### Instructions for the task
Reproduce the rows below word for word, from the very start down to and including the line that contains "107, 529, 467, 556".

---+---

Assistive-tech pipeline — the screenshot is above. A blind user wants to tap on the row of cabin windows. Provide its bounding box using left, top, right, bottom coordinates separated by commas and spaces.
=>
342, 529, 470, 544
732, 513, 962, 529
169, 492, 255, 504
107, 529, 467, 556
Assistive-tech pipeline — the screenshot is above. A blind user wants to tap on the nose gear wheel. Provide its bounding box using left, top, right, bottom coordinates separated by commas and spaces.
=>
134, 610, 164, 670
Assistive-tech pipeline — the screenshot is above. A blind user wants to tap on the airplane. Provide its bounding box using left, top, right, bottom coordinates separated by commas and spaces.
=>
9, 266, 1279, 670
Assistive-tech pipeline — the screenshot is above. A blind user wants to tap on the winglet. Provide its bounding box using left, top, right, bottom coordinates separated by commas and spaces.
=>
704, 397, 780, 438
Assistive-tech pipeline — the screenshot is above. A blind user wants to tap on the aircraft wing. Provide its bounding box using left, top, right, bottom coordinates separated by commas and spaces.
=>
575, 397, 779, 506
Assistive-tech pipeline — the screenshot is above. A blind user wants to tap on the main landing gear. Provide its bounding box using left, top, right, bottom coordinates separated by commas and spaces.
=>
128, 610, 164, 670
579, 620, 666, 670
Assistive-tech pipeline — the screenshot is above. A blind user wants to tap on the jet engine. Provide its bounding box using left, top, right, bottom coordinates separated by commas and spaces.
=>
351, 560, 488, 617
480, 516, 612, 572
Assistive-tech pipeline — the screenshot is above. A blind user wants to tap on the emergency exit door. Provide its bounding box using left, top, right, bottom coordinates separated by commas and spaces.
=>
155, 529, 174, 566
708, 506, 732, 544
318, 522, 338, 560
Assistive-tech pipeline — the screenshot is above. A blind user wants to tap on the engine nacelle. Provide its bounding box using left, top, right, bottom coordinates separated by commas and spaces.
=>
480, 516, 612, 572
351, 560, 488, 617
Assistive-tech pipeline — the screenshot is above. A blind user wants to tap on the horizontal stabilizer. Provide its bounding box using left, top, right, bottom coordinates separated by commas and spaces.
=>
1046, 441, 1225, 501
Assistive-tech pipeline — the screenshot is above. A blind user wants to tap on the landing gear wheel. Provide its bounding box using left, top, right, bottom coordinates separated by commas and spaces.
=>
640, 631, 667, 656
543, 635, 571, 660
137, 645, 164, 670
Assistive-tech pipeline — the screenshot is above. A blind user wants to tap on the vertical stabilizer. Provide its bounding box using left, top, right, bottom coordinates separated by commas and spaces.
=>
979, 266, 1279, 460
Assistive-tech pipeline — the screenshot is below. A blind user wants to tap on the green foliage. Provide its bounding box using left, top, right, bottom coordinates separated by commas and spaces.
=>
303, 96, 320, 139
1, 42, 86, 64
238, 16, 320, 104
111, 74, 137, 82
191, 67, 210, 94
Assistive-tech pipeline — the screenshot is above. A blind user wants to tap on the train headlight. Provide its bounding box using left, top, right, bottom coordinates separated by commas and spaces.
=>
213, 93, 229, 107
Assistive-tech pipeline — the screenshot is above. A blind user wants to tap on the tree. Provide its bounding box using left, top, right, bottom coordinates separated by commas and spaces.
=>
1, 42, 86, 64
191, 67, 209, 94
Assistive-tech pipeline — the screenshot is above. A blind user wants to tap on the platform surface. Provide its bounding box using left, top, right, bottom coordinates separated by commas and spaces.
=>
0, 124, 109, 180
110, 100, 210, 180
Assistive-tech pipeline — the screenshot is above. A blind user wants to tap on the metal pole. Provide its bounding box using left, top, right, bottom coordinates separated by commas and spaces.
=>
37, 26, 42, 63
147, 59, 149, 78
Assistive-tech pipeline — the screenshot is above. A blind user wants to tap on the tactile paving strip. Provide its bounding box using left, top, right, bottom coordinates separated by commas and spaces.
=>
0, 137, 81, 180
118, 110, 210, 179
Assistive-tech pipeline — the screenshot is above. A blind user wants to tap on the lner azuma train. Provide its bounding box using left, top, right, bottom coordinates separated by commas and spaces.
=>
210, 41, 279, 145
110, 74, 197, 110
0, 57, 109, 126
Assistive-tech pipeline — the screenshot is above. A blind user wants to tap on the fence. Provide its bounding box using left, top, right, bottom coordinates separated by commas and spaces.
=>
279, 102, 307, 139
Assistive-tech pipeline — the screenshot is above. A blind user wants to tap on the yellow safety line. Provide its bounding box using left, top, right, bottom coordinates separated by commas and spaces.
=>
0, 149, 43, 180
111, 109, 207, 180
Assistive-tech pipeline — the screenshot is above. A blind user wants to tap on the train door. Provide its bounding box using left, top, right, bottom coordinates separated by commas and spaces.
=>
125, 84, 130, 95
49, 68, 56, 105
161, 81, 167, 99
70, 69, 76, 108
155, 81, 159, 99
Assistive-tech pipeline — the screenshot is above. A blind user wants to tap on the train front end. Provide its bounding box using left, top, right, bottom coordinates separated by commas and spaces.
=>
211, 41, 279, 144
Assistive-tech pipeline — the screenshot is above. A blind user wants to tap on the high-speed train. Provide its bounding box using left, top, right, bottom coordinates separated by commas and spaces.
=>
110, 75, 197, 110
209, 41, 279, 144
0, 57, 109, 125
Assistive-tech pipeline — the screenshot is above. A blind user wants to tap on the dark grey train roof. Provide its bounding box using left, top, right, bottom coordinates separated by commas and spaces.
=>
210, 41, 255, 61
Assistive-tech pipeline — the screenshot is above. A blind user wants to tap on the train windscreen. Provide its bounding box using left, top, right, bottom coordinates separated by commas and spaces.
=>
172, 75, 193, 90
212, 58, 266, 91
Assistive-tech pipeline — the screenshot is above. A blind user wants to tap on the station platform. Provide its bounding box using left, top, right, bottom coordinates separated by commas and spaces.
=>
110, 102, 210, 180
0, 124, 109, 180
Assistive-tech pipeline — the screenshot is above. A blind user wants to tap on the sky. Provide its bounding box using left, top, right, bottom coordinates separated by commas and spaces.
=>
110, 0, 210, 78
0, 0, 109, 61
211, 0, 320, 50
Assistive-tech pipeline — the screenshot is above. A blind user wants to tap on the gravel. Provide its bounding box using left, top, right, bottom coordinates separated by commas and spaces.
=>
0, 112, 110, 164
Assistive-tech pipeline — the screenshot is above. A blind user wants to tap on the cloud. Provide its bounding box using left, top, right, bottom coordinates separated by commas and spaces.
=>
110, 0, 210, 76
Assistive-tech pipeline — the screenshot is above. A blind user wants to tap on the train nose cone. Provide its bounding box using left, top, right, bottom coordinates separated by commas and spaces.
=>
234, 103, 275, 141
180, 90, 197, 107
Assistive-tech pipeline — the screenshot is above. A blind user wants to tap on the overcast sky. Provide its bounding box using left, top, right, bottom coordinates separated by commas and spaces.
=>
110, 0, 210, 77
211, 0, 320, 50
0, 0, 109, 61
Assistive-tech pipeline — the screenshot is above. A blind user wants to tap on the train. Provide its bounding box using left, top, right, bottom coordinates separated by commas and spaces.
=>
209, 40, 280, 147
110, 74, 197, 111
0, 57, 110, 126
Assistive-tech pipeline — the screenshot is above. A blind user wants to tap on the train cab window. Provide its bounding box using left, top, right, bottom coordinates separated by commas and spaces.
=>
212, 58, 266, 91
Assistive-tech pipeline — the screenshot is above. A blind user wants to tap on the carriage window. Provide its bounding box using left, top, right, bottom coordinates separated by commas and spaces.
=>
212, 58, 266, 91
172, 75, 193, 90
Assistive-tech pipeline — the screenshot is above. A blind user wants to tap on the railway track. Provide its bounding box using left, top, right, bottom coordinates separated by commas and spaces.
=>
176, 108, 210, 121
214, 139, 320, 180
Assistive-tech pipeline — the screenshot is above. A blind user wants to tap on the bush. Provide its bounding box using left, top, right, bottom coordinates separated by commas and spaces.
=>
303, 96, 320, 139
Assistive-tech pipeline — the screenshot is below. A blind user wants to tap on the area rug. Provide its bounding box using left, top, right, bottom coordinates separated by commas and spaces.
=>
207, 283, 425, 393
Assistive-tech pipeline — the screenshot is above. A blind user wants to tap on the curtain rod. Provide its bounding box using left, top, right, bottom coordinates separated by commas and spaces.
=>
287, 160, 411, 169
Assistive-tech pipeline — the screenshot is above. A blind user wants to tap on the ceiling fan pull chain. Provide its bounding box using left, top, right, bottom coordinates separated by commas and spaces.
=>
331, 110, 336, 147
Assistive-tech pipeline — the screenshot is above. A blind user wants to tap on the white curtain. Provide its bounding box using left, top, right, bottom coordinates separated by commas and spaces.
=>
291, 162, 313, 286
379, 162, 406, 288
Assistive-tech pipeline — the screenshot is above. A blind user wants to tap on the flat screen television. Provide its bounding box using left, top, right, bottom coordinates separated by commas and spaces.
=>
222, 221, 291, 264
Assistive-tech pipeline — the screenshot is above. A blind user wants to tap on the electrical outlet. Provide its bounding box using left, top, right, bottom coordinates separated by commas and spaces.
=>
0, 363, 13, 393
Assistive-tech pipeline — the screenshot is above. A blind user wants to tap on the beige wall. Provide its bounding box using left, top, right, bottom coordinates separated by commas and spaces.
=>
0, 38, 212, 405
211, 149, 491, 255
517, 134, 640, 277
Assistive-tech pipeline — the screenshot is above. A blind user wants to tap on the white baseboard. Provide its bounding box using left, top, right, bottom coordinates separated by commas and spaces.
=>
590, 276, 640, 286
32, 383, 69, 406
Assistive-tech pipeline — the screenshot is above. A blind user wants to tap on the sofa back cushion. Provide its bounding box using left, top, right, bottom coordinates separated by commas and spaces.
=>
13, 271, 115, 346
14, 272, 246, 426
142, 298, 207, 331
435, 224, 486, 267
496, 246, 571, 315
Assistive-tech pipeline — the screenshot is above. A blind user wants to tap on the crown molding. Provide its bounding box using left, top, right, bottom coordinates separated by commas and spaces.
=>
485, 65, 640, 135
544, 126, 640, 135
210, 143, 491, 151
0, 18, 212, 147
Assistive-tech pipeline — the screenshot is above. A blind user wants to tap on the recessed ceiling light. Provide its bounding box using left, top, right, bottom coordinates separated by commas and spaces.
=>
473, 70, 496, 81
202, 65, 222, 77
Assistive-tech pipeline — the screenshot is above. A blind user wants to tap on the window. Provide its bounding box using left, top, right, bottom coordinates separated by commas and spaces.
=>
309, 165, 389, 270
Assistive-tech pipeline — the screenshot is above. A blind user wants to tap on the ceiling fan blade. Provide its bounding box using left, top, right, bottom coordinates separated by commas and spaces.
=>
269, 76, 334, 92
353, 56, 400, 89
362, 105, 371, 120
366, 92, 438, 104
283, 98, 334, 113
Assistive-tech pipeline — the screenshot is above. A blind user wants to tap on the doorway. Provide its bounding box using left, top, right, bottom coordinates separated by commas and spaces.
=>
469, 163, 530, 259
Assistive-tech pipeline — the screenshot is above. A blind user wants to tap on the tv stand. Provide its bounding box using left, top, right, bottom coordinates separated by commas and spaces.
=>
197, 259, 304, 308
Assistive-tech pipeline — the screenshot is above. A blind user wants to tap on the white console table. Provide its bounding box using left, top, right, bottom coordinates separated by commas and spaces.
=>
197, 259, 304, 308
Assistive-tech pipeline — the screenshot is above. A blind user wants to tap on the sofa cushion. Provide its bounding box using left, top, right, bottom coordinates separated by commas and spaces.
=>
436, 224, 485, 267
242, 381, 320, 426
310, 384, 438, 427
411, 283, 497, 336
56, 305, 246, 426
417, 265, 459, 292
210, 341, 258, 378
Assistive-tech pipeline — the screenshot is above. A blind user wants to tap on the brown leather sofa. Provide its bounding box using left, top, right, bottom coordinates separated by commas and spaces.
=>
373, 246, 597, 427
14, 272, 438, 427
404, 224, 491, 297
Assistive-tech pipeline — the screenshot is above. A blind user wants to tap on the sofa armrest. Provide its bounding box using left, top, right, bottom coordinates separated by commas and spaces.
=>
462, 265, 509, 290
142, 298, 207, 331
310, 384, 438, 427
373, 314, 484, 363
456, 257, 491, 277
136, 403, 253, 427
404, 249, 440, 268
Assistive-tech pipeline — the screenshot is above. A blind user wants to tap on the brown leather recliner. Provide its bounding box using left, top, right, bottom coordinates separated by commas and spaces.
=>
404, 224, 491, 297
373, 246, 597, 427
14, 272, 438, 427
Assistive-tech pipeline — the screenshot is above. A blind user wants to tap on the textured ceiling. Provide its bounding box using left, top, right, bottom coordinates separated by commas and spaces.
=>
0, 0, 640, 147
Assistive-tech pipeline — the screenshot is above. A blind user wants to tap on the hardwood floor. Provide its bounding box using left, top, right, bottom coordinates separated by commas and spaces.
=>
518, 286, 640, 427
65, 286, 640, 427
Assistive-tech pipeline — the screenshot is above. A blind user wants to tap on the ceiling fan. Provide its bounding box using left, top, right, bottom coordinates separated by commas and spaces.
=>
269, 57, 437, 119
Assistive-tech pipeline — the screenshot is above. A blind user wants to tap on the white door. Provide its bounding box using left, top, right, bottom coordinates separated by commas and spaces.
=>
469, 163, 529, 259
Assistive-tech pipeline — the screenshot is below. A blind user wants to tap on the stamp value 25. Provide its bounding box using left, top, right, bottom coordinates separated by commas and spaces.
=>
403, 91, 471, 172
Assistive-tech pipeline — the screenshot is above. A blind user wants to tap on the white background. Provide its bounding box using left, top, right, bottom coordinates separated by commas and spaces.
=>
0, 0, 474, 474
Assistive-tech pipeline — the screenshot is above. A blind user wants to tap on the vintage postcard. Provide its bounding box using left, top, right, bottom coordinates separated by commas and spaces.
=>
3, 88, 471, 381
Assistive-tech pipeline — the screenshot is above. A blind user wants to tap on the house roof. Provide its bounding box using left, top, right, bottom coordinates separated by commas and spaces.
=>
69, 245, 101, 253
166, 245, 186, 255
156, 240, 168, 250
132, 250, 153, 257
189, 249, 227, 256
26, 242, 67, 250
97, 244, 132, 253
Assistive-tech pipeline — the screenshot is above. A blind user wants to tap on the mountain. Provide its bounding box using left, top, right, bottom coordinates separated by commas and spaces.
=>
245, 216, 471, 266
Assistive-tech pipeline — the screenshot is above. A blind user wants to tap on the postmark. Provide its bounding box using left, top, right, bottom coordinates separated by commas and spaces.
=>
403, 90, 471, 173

---+---

### Response
Assistive-tech pipeline — the screenshot is above. A blind user wants to tap on the row of cabin windows. Provide its bounding box using left, top, right, bottom coordinates separated by commas and spaces.
=>
342, 529, 470, 544
732, 513, 962, 529
169, 492, 255, 504
107, 529, 467, 556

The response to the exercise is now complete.